• EXERCISE REQUIREMENTS: Show every line of the records below that contains the word "metal".

• INFORMATION PROVIDED:
= = =

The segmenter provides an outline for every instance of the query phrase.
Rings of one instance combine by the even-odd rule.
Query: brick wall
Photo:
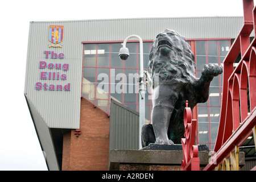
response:
[[[108,170],[109,118],[84,98],[81,100],[79,136],[75,130],[63,136],[62,169]]]

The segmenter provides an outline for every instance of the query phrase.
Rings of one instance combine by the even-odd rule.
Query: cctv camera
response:
[[[122,47],[119,51],[119,57],[122,60],[126,60],[129,57],[129,51],[127,47]]]
[[[129,57],[129,55],[125,54],[125,53],[123,53],[123,54],[119,55],[119,57],[120,57],[120,59],[121,60],[125,61],[128,59],[128,57]]]

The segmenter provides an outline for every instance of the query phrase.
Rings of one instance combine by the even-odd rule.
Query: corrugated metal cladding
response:
[[[59,171],[59,166],[54,150],[54,144],[52,140],[49,127],[43,121],[36,108],[29,98],[26,97],[31,117],[35,123],[38,138],[42,150],[45,152],[45,158],[47,167],[50,171]]]
[[[113,100],[111,100],[110,107],[109,151],[139,149],[139,113]]]
[[[153,40],[166,28],[176,30],[187,39],[234,38],[243,24],[242,16],[137,18],[58,22],[31,22],[27,58],[24,94],[49,127],[79,129],[82,69],[83,42],[122,41],[131,34]],[[48,47],[50,25],[64,26],[63,48]],[[44,51],[63,53],[65,57],[46,59]],[[69,64],[67,71],[40,69],[39,61]],[[66,74],[65,80],[40,79],[41,72]],[[63,86],[70,91],[35,89],[37,82]]]

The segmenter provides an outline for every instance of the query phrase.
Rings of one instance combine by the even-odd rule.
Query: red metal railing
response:
[[[211,161],[204,170],[214,170],[251,135],[256,125],[256,9],[243,0],[244,24],[224,61],[223,90],[218,131]],[[254,38],[250,35],[254,30]],[[233,63],[241,59],[234,69]],[[247,92],[249,92],[249,104]],[[250,111],[250,112],[249,112]],[[254,169],[255,168],[254,167]]]

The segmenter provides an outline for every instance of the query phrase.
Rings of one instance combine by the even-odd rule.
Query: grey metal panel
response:
[[[143,40],[153,40],[165,28],[177,31],[187,39],[236,38],[243,24],[242,16],[159,18],[31,22],[28,40],[24,94],[38,109],[47,126],[54,128],[79,128],[82,69],[82,42],[122,41],[131,34]],[[48,48],[49,25],[64,26],[63,48]],[[64,53],[63,60],[46,60],[43,51]],[[70,92],[36,90],[39,79],[39,62],[69,63],[67,80]],[[56,82],[46,80],[48,84]]]
[[[82,44],[81,38],[77,36],[75,27],[79,22],[31,22],[27,58],[26,77],[24,94],[42,117],[49,127],[79,129],[82,76]],[[63,48],[49,48],[48,31],[49,25],[63,25]],[[44,51],[63,53],[65,57],[46,59]],[[39,61],[48,63],[69,64],[69,70],[39,69]],[[65,74],[66,80],[40,79],[41,71],[57,72]],[[37,90],[37,82],[65,85],[71,84],[70,91]]]
[[[165,28],[175,30],[187,39],[235,38],[242,28],[243,17],[154,18],[58,22],[72,24],[76,38],[84,42],[122,40],[131,34],[138,35],[143,40],[152,40]]]
[[[139,113],[112,100],[110,120],[109,151],[139,149]]]
[[[28,98],[26,97],[31,117],[34,121],[35,127],[38,136],[42,150],[45,152],[46,163],[49,170],[59,171],[59,163],[57,160],[53,142],[51,131],[46,125],[44,121],[40,115],[36,108]]]

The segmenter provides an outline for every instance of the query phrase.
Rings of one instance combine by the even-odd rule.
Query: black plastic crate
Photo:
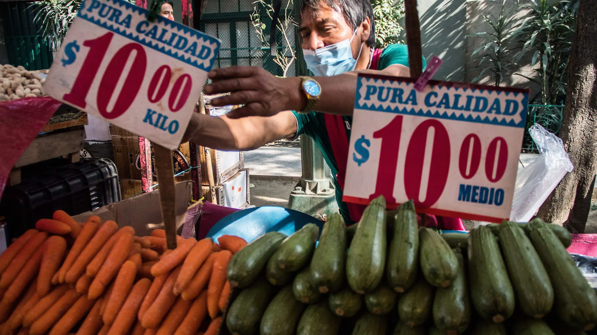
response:
[[[109,159],[84,159],[7,187],[0,200],[0,216],[14,238],[33,228],[39,219],[51,218],[55,210],[76,215],[121,200],[116,165]]]

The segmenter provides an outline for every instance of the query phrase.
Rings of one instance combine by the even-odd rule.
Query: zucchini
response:
[[[358,294],[350,287],[346,287],[330,293],[328,298],[330,309],[339,317],[355,316],[363,305],[363,297]]]
[[[359,294],[379,285],[386,268],[386,200],[373,200],[365,209],[346,258],[346,278]]]
[[[540,219],[528,229],[553,287],[553,309],[570,327],[590,330],[597,322],[597,295],[553,231]]]
[[[389,286],[381,284],[373,291],[365,294],[365,305],[373,314],[387,314],[396,305],[396,294]]]
[[[340,329],[340,318],[328,308],[327,302],[307,307],[298,321],[297,335],[336,335]]]
[[[458,259],[456,255],[438,232],[421,227],[420,238],[421,269],[430,284],[438,287],[447,287],[458,274]]]
[[[364,313],[356,321],[352,335],[386,335],[387,318]]]
[[[230,334],[259,334],[259,321],[273,293],[273,286],[261,278],[241,291],[226,314],[226,324]]]
[[[285,286],[269,303],[261,318],[260,335],[292,335],[306,306],[297,301],[291,285]]]
[[[322,293],[340,289],[346,258],[346,226],[341,215],[330,214],[311,260],[309,280],[313,287]]]
[[[431,315],[433,289],[423,278],[417,280],[398,299],[398,317],[410,327],[425,323]]]
[[[469,270],[473,305],[481,317],[501,322],[514,312],[514,291],[496,236],[479,226],[469,233]]]
[[[429,331],[431,334],[431,331]],[[427,327],[424,325],[411,327],[402,321],[396,325],[394,335],[427,335]]]
[[[294,297],[303,303],[313,303],[317,302],[321,296],[321,294],[317,290],[309,279],[309,268],[306,268],[294,277],[293,282],[293,292],[294,293]]]
[[[440,236],[445,240],[450,247],[466,249],[469,247],[469,234],[462,232],[442,233]]]
[[[414,283],[418,269],[418,224],[414,203],[408,200],[398,206],[387,256],[387,283],[402,293]]]
[[[230,286],[242,289],[251,285],[285,238],[277,231],[266,232],[234,254],[228,265]]]
[[[459,250],[456,253],[459,265],[458,274],[451,285],[438,288],[433,299],[433,321],[435,325],[445,330],[448,335],[464,332],[470,322],[470,302],[464,259]]]
[[[507,335],[503,322],[496,323],[491,320],[477,319],[470,335]]]
[[[307,224],[282,241],[269,261],[286,272],[302,269],[311,260],[319,235],[315,224]]]
[[[511,333],[512,335],[555,335],[543,320],[525,317],[516,318]]]
[[[278,266],[275,260],[270,258],[265,267],[265,277],[272,285],[284,286],[292,282],[294,274],[284,271]]]
[[[525,314],[540,319],[552,309],[553,289],[535,248],[524,231],[509,221],[501,224],[500,245],[518,306]]]

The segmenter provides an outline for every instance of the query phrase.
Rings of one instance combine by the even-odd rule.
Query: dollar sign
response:
[[[73,49],[75,50],[73,51]],[[66,46],[64,47],[64,55],[68,57],[68,59],[62,58],[60,60],[60,61],[62,62],[62,66],[66,66],[75,62],[75,60],[76,59],[76,52],[79,52],[79,45],[77,45],[76,41],[66,45]]]
[[[361,164],[369,159],[369,150],[365,147],[365,145],[367,145],[367,148],[368,148],[371,145],[371,142],[367,138],[365,138],[364,135],[361,135],[361,138],[355,142],[355,151],[361,155],[361,158],[356,157],[356,154],[353,153],[352,160],[356,162],[359,165],[359,166],[361,166]]]

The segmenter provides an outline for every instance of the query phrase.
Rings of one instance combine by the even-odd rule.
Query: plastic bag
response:
[[[537,123],[528,132],[540,154],[516,175],[510,220],[517,222],[528,222],[566,173],[574,168],[562,139]]]

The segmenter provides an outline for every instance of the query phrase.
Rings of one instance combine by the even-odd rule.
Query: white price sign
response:
[[[52,97],[178,148],[220,41],[123,0],[85,0],[44,89]]]
[[[529,91],[359,76],[344,200],[501,222],[510,216]]]

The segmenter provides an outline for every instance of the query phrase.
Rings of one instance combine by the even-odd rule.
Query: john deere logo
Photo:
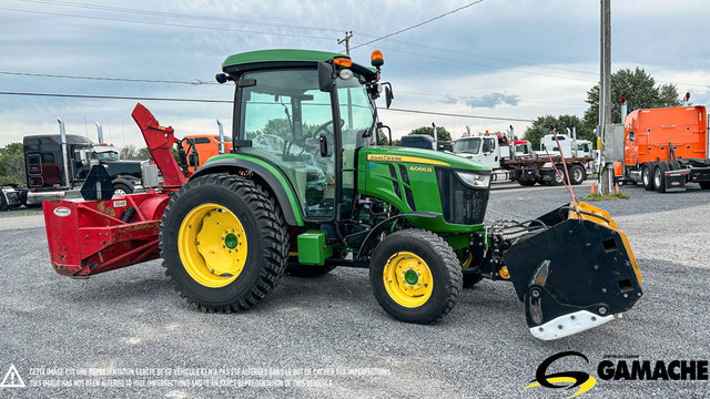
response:
[[[569,396],[568,398],[574,398],[590,390],[597,383],[597,379],[591,377],[587,372],[562,371],[549,375],[547,374],[547,368],[550,367],[552,362],[555,362],[557,359],[561,359],[568,356],[580,357],[585,359],[586,362],[589,362],[589,359],[587,359],[585,355],[577,351],[564,351],[557,355],[552,355],[545,359],[545,361],[542,361],[540,366],[538,366],[537,371],[535,372],[535,379],[530,381],[532,383],[525,387],[525,389],[542,386],[550,389],[571,390],[579,387],[577,392],[575,392],[572,396]]]

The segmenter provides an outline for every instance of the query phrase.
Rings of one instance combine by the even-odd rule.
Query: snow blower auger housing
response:
[[[45,202],[57,270],[89,276],[160,252],[187,301],[229,313],[254,306],[284,273],[363,267],[383,309],[418,324],[448,314],[464,286],[508,280],[541,339],[633,306],[638,265],[604,211],[575,202],[485,225],[488,166],[384,145],[375,100],[389,106],[394,95],[383,63],[379,51],[372,66],[306,50],[229,57],[216,80],[235,86],[233,149],[191,176],[169,156],[172,129],[139,104],[133,117],[164,184],[110,198],[98,176],[84,201]]]

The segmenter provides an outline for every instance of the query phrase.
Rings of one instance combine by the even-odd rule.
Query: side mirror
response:
[[[325,134],[321,134],[318,136],[318,144],[321,146],[321,156],[326,157],[328,154],[328,140],[325,137]]]
[[[333,65],[327,62],[318,62],[318,88],[322,92],[332,92],[335,88]]]
[[[196,167],[200,164],[200,161],[197,160],[197,154],[190,154],[190,166],[194,166]]]

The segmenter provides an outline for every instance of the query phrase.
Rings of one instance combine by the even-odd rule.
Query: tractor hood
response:
[[[400,146],[373,146],[365,150],[371,162],[405,162],[462,171],[490,172],[490,167],[456,154]]]

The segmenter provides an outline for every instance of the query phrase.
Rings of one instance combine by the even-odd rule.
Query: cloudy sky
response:
[[[344,51],[367,63],[385,55],[383,80],[393,108],[469,116],[532,120],[582,115],[599,79],[599,0],[484,0],[372,44],[473,0],[0,0],[0,92],[230,100],[213,84],[232,53],[298,48]],[[659,83],[710,102],[710,45],[702,0],[612,0],[612,69],[646,69]],[[23,75],[31,74],[31,75]],[[33,74],[33,75],[32,75]],[[162,82],[50,78],[95,76]],[[204,83],[204,84],[200,84]],[[231,126],[231,104],[141,101],[179,135]],[[143,146],[130,113],[134,100],[0,94],[0,145],[23,135],[68,133]],[[520,121],[382,111],[395,136],[435,122],[460,136],[471,131],[523,132]]]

= = =

• RESULT FOR THIS TASK:
Query: corrugated metal cladding
Query: red metal railing
Query: grey metal panel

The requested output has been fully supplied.